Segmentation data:
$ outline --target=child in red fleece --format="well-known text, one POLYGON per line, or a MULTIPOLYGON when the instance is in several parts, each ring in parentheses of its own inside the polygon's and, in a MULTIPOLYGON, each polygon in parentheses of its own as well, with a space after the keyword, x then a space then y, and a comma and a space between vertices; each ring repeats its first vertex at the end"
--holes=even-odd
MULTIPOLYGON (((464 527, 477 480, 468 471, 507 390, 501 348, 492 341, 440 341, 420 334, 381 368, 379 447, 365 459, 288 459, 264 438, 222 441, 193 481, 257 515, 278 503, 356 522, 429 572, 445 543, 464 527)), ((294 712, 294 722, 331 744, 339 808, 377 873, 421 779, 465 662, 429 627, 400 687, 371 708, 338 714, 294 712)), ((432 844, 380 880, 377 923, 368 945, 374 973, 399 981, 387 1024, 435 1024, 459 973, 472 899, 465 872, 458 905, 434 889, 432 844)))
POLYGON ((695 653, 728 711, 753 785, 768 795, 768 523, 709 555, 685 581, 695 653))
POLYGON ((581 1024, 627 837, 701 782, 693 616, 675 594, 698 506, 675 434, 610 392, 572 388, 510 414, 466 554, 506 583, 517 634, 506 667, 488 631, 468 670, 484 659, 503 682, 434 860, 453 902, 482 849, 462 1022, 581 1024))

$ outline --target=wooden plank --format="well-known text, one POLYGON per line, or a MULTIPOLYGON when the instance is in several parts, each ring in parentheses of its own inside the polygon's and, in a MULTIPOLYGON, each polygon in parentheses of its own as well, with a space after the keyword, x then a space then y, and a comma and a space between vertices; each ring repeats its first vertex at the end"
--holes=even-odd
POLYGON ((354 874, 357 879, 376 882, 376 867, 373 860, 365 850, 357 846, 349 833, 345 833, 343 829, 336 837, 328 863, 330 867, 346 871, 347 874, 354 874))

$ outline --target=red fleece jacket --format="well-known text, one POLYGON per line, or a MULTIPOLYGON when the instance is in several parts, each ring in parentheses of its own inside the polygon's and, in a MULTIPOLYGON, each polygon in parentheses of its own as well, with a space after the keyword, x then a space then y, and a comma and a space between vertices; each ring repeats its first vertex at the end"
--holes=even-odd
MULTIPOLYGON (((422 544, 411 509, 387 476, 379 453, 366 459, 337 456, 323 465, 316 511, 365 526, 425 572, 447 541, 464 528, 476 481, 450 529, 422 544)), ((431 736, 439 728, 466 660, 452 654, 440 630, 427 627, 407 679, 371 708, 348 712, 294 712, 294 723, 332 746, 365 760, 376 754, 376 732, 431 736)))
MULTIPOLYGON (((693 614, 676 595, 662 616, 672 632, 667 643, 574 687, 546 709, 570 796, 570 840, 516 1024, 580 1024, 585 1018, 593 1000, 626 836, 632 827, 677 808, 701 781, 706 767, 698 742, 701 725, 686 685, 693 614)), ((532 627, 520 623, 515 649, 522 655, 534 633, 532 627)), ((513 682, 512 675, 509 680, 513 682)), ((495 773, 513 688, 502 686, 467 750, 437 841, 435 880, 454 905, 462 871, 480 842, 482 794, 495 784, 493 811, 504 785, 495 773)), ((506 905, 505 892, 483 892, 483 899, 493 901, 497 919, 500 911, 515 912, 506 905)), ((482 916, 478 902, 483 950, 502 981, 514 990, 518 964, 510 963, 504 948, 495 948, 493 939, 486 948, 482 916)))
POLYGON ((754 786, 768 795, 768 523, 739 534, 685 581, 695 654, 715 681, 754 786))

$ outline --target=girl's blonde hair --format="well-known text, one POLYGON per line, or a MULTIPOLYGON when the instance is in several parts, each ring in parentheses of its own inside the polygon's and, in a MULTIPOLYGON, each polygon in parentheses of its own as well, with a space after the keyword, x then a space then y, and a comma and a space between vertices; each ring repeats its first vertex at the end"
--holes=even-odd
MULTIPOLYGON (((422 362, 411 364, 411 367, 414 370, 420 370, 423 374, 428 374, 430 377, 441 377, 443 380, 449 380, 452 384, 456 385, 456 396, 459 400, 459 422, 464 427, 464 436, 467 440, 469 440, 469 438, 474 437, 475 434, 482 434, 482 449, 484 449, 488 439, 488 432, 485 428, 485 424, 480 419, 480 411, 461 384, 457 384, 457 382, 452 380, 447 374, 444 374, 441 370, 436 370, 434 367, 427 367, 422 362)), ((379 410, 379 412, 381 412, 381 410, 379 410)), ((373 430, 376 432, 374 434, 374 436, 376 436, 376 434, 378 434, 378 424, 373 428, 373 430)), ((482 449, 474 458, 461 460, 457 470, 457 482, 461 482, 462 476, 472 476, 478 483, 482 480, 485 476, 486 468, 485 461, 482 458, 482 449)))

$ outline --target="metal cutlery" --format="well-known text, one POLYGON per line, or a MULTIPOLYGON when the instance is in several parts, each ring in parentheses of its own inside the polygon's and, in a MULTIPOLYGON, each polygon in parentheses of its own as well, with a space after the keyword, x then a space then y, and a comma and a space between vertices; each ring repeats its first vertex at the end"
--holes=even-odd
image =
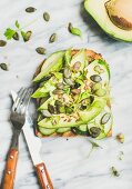
MULTIPOLYGON (((11 91, 11 94, 12 94, 13 101, 16 101, 18 93, 16 93, 14 91, 11 91)), ((35 168, 41 188, 53 189, 53 185, 51 182, 47 167, 40 157, 41 140, 40 138, 34 136, 33 121, 28 111, 26 116, 26 123, 22 130, 23 130, 23 135, 24 135, 27 145, 28 145, 29 152, 30 152, 33 166, 35 168)))
POLYGON ((13 125, 13 137, 10 150, 8 152, 2 189, 13 189, 16 168, 19 155, 18 150, 19 136, 26 122, 26 111, 30 101, 31 92, 32 92, 31 88, 22 88, 19 91, 11 110, 10 120, 13 125))

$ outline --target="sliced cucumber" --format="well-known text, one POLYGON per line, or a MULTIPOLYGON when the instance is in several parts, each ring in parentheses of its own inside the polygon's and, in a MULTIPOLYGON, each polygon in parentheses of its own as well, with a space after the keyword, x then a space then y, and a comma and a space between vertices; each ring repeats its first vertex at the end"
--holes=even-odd
POLYGON ((43 63, 41 72, 33 79, 34 82, 40 81, 43 77, 50 72, 60 71, 63 63, 63 57, 65 51, 59 51, 52 53, 43 63))
POLYGON ((109 84, 110 82, 110 70, 108 64, 105 63, 105 61, 103 60, 94 60, 93 62, 91 62, 85 70, 88 70, 87 73, 87 78, 89 80, 91 80, 91 78, 93 76, 100 76, 101 77, 101 81, 100 83, 102 84, 102 88, 105 89, 105 87, 109 84), (101 70, 103 70, 102 72, 97 72, 97 67, 100 67, 101 70))
POLYGON ((70 130, 71 130, 71 128, 59 128, 59 129, 57 129, 57 132, 58 133, 64 133, 64 132, 68 132, 70 130))
POLYGON ((39 127, 39 131, 40 131, 43 136, 50 136, 50 135, 52 135, 52 133, 55 132, 55 129, 47 129, 47 128, 39 127))
POLYGON ((102 99, 95 99, 94 102, 91 105, 91 107, 88 109, 88 111, 78 111, 80 119, 77 120, 74 117, 67 116, 64 113, 60 113, 59 116, 52 116, 52 119, 44 118, 41 120, 38 125, 40 127, 44 128, 65 128, 65 127, 78 127, 83 123, 90 122, 92 119, 94 119, 104 108, 105 100, 102 99), (70 118, 70 121, 69 119, 70 118), (55 120, 55 125, 53 125, 53 120, 55 120))

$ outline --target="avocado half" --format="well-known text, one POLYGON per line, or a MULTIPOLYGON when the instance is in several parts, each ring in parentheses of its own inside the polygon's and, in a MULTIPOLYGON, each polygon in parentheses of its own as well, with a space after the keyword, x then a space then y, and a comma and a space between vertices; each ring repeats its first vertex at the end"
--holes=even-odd
MULTIPOLYGON (((109 1, 108 0, 85 0, 84 8, 109 36, 118 40, 132 42, 132 29, 121 28, 120 26, 115 24, 115 21, 116 22, 120 21, 121 23, 122 20, 124 21, 124 18, 119 14, 119 17, 118 16, 113 17, 113 18, 118 18, 116 20, 111 19, 112 17, 110 16, 110 12, 112 11, 109 12, 109 10, 106 10, 106 8, 109 8, 106 6, 108 4, 111 6, 112 4, 111 2, 113 2, 113 6, 118 4, 120 7, 122 3, 121 0, 109 0, 109 1)), ((128 7, 129 6, 131 7, 131 4, 128 4, 128 7)), ((110 8, 111 10, 114 9, 114 7, 110 7, 110 8)), ((122 4, 121 8, 124 9, 124 6, 122 4)), ((121 12, 123 11, 121 10, 121 12)))

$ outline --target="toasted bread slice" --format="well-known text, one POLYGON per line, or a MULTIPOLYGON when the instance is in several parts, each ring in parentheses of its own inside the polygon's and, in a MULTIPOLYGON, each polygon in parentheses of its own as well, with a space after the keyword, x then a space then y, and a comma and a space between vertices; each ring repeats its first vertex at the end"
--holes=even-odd
MULTIPOLYGON (((74 56, 74 54, 78 53, 79 51, 80 51, 80 50, 78 50, 78 49, 73 49, 73 50, 71 51, 71 54, 74 56)), ((93 61, 93 60, 99 60, 99 59, 102 59, 102 60, 103 60, 102 56, 101 56, 100 53, 94 52, 93 50, 87 49, 87 50, 85 50, 85 53, 87 53, 87 58, 88 58, 89 62, 91 62, 91 61, 93 61)), ((44 61, 45 61, 45 59, 44 59, 44 60, 39 64, 39 67, 37 68, 37 71, 35 71, 35 73, 34 73, 34 77, 37 77, 37 76, 40 73, 41 68, 42 68, 44 61)), ((37 105, 39 106, 39 103, 40 103, 40 99, 37 99, 37 105)), ((111 108, 110 101, 108 101, 108 106, 111 108)), ((57 136, 58 136, 58 137, 77 137, 77 136, 79 136, 79 135, 73 133, 72 131, 67 131, 67 132, 64 132, 64 133, 57 133, 57 132, 54 132, 53 135, 50 135, 50 136, 43 136, 43 135, 39 131, 38 126, 37 126, 37 128, 35 128, 35 135, 37 135, 38 137, 41 137, 41 138, 43 138, 43 137, 44 137, 44 138, 45 138, 45 137, 57 137, 57 136)), ((109 133, 108 133, 106 137, 111 137, 111 136, 112 136, 112 129, 109 131, 109 133)))

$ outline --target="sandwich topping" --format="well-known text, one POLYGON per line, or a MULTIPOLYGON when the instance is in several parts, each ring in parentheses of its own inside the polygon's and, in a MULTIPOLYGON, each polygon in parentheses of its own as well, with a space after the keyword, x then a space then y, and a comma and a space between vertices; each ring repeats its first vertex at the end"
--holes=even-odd
POLYGON ((112 128, 110 69, 103 59, 90 60, 88 50, 51 54, 34 78, 38 89, 38 129, 53 133, 102 139, 112 128))

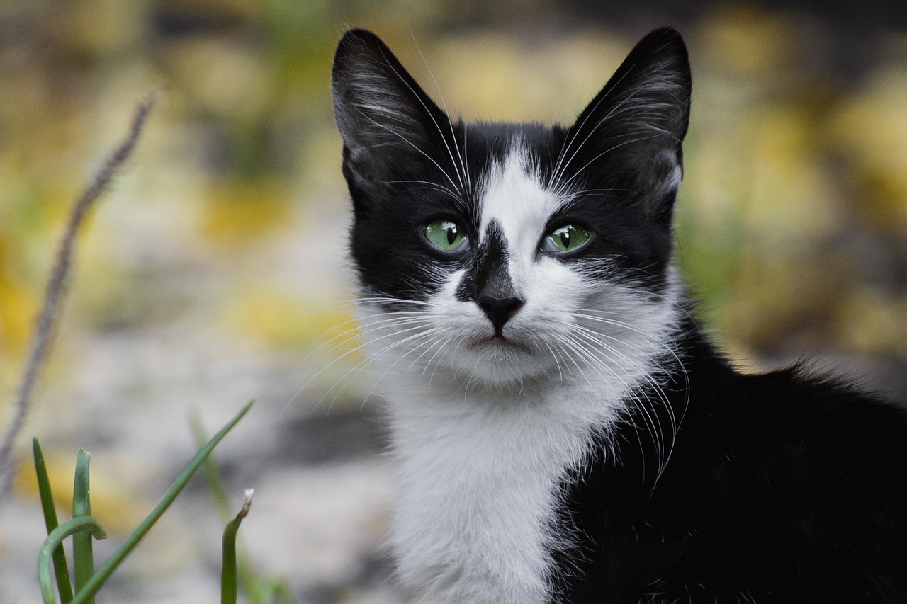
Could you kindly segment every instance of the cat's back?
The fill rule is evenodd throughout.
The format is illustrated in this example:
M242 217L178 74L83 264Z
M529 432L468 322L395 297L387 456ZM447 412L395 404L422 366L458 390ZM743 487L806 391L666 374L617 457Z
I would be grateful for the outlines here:
M905 408L799 366L691 369L657 481L636 423L573 485L597 553L570 601L905 601Z

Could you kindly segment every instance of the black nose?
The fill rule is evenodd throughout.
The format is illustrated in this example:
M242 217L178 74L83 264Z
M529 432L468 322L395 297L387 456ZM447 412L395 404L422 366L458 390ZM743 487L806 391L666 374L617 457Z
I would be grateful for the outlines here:
M497 297L495 296L480 296L477 300L479 307L482 308L485 316L494 326L494 333L501 335L501 330L504 328L504 324L516 314L523 305L523 300L515 296Z

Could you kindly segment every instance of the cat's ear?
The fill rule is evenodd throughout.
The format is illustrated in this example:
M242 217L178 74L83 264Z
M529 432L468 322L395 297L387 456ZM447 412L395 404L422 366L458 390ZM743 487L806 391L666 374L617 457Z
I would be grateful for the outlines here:
M347 178L374 186L388 170L430 153L444 112L375 34L346 32L332 77L334 112L344 141Z
M608 174L645 211L669 219L682 176L689 100L683 39L670 28L651 32L568 131L572 171Z

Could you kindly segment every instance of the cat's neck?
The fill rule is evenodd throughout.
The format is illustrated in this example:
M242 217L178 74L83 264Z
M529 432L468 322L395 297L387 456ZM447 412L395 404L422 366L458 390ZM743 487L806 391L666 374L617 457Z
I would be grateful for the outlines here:
M563 480L669 364L652 353L620 374L565 370L506 386L444 370L385 380L404 583L425 601L549 601L551 552L571 541L553 529Z

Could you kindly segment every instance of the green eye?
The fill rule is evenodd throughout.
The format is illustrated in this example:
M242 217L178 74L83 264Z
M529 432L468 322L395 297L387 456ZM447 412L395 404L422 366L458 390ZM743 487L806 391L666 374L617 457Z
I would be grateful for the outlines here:
M550 252L573 251L590 237L590 232L582 227L568 224L548 233L541 241L541 249Z
M466 247L466 231L451 220L434 220L425 226L425 239L445 251L455 251Z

Requirements
Repeat exactly the lines above from the line that contains "Could you kindly segment every instance of the cat's neck?" through the end. Include both of these ends; leave out everything else.

Problem solution
Could you kindly segment every instance of the cat's neck?
The fill rule is evenodd throughout.
The format is illustrated in this example:
M242 217L178 74L83 264Z
M529 432L468 322L395 297L387 456ZM447 412L395 404L422 366L458 390ZM743 487L806 391L666 374L617 457Z
I would be grateful for the outlines here:
M563 480L669 364L652 353L620 374L565 370L506 386L444 370L385 380L404 583L425 601L549 601L551 552L571 541L553 529Z

Could you kindly segment every instance of the green eye?
The fill rule is evenodd throughout.
The format is illustrated in this example:
M242 217L178 74L83 264Z
M529 432L468 322L395 297L387 456ZM447 412L395 404L422 366L458 390ZM743 487L806 391L666 374L617 457Z
I would be grateful for the outlines here:
M550 252L573 251L590 237L590 232L582 227L568 224L548 233L541 241L541 249Z
M466 247L466 231L451 220L434 220L425 226L425 239L445 251L455 251Z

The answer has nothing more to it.